• What you have to do:
How many lines in the items below contain the word "instance", with case counting? Reply with the number alone.

(Stored records)
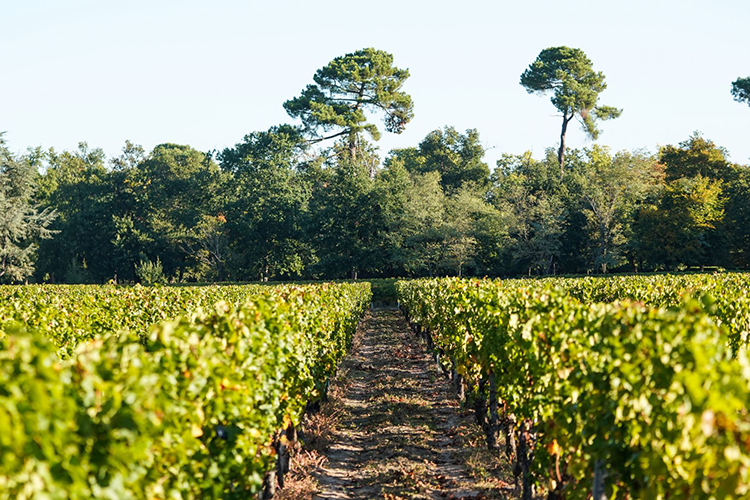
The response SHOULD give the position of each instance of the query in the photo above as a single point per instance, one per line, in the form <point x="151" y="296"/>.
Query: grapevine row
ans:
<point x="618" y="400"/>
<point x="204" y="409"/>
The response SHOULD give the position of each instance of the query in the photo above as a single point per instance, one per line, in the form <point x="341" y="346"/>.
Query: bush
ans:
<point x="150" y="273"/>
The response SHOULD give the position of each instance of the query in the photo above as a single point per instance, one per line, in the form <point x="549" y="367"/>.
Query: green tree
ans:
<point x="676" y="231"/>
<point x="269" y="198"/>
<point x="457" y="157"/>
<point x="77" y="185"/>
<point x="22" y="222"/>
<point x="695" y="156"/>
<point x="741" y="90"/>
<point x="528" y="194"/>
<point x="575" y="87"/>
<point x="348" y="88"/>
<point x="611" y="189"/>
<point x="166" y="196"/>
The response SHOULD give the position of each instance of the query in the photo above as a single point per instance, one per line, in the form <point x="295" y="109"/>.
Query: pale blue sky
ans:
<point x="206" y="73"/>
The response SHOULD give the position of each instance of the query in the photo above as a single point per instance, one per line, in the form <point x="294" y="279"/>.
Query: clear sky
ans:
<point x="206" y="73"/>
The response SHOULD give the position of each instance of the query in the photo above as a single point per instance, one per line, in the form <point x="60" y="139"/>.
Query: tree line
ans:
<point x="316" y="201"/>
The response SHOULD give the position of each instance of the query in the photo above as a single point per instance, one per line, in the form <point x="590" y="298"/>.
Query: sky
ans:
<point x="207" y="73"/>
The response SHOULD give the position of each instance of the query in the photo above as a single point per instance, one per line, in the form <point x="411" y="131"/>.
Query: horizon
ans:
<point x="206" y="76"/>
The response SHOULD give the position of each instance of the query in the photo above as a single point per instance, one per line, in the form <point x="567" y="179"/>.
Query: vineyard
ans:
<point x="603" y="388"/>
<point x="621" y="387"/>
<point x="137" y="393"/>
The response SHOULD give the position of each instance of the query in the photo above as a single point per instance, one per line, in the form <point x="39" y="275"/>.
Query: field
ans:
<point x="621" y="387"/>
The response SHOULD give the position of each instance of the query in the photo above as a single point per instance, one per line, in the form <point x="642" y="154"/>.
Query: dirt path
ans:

• Exercise output:
11